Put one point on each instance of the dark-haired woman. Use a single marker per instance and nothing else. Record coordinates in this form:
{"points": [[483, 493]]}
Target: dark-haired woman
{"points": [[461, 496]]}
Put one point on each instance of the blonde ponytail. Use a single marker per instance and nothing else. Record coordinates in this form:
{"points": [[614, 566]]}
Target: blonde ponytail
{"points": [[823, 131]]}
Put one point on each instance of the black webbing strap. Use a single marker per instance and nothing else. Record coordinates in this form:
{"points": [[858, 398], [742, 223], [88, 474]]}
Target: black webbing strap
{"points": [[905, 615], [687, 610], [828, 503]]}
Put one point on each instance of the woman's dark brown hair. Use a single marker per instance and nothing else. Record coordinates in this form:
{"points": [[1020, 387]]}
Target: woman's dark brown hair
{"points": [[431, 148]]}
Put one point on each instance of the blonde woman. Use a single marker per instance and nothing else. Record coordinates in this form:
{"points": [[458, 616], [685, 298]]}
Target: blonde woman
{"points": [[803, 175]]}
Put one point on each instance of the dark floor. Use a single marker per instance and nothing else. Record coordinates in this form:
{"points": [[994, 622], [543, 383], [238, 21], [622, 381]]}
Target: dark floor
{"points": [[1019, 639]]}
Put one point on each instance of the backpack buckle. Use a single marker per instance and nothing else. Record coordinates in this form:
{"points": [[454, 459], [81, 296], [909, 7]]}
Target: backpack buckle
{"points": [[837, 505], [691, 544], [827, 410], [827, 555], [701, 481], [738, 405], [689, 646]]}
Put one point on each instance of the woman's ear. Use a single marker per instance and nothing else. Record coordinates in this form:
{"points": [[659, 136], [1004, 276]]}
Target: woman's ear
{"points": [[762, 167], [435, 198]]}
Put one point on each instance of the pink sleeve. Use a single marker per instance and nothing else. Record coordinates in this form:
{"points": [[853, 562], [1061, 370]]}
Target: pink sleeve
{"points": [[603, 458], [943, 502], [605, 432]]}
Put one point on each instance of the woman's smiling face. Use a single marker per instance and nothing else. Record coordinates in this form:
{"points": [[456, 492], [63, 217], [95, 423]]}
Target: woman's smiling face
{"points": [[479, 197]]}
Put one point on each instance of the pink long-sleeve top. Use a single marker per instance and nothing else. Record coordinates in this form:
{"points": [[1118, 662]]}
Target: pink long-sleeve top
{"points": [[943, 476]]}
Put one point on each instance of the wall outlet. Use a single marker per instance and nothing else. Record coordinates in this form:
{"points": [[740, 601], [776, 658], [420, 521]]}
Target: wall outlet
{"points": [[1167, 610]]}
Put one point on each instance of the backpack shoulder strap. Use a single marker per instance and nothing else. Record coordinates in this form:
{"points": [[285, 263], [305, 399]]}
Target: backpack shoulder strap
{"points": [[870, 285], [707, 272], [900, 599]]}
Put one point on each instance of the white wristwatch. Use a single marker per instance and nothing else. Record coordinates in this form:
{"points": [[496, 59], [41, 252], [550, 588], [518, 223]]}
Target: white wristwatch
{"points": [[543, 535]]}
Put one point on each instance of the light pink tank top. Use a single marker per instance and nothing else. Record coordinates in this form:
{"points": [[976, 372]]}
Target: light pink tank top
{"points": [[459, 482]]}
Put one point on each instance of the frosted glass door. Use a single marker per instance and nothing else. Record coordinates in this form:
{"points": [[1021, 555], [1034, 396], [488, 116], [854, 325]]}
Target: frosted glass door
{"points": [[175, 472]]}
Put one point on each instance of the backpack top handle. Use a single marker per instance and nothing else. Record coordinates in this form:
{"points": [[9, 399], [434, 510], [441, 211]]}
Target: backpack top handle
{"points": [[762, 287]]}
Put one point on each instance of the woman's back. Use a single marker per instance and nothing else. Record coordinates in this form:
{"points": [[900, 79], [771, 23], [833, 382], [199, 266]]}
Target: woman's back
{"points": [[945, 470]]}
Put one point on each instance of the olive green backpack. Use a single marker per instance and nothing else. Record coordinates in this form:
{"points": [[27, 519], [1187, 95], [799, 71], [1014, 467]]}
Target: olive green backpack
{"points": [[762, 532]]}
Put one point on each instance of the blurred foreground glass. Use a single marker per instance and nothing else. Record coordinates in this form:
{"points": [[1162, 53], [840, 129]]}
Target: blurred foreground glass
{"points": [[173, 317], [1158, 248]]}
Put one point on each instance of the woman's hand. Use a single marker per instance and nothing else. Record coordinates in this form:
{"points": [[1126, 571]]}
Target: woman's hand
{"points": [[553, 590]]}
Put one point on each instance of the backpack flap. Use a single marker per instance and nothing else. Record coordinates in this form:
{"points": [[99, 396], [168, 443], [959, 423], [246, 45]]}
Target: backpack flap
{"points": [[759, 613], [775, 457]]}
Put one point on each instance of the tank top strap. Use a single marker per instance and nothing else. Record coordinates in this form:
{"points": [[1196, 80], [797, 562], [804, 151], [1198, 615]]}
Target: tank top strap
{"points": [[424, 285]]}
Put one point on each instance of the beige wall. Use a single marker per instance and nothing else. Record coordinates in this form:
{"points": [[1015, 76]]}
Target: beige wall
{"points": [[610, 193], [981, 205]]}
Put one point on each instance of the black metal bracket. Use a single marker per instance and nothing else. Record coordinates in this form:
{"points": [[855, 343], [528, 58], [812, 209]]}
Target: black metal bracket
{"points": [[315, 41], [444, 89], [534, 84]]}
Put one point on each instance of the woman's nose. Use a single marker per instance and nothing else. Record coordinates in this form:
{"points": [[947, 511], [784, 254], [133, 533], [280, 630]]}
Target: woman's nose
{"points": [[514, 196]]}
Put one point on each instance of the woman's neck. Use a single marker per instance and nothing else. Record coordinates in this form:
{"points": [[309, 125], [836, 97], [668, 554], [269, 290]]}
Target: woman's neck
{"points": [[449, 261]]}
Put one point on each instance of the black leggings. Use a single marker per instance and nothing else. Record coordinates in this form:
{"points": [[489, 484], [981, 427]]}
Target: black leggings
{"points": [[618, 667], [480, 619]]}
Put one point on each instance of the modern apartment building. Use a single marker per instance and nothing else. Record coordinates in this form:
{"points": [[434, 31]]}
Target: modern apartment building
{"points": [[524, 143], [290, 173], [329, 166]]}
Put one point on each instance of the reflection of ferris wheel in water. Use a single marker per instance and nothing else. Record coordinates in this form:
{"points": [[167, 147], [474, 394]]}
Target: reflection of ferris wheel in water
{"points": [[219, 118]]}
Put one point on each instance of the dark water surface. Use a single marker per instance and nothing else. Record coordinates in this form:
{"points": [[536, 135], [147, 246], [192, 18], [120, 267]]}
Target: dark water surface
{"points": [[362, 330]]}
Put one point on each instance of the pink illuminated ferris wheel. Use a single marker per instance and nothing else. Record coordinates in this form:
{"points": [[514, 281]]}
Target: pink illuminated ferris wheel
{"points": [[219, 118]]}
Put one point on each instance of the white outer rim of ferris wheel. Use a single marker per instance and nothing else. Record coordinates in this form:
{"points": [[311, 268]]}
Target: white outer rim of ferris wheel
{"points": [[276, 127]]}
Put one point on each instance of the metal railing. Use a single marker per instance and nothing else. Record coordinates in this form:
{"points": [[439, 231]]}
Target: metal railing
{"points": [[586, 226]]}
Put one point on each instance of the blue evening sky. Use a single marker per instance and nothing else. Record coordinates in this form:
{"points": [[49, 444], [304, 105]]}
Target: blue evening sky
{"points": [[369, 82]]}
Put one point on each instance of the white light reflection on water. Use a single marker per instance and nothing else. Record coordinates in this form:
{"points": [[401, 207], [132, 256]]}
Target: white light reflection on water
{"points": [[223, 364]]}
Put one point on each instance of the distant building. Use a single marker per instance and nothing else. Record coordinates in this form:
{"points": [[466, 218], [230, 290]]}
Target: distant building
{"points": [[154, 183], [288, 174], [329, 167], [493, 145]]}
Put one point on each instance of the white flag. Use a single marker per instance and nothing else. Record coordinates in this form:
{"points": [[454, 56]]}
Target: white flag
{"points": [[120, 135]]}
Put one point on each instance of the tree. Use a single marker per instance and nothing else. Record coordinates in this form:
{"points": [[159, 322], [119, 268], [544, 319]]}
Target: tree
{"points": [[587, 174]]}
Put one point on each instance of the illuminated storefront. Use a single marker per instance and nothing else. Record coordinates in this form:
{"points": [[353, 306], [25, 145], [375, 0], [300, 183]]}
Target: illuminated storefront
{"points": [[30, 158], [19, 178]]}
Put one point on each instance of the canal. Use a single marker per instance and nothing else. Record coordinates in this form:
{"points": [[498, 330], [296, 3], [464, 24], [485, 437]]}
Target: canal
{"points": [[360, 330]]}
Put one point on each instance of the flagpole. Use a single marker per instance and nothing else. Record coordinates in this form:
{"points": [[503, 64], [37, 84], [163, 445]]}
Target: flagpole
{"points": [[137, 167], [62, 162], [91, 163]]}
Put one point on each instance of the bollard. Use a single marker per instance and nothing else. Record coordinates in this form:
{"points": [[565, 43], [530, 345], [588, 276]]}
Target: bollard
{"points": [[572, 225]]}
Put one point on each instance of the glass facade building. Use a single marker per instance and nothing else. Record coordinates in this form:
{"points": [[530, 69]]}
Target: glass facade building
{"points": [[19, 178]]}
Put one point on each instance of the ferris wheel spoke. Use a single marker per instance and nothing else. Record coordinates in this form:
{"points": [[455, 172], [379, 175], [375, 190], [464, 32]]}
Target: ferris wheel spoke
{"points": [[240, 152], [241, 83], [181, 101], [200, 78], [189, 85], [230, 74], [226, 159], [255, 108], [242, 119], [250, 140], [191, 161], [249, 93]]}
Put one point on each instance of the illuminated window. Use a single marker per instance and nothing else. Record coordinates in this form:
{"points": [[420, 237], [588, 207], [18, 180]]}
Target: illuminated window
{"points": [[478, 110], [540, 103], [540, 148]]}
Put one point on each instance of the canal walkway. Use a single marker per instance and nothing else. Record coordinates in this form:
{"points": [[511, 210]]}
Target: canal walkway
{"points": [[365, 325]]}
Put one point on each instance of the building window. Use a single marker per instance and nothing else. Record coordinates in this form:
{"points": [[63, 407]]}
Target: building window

------------------------------------

## Required task
Only the lines from the one with "Put one point on each instance of the illuminated window." through the end of the material are wanted; copy them exactly, both ends included.

## Answer to this exercise
Put one point on each instance of the illuminated window. Use a single marker per instance and nothing else. Record coordinates in this form:
{"points": [[420, 237], [588, 207], [18, 180]]}
Target: illuminated window
{"points": [[478, 110], [540, 103], [540, 148]]}
Put one point on each instance of the canal walkway. Use a single marker per instance and nothing else. Record coordinates in this form:
{"points": [[511, 210]]}
Target: canal walkway
{"points": [[365, 325]]}
Put one point on each instance of the building window. Use a single marker per instance and nothing else. Record coordinates in this form:
{"points": [[63, 407]]}
Target: building window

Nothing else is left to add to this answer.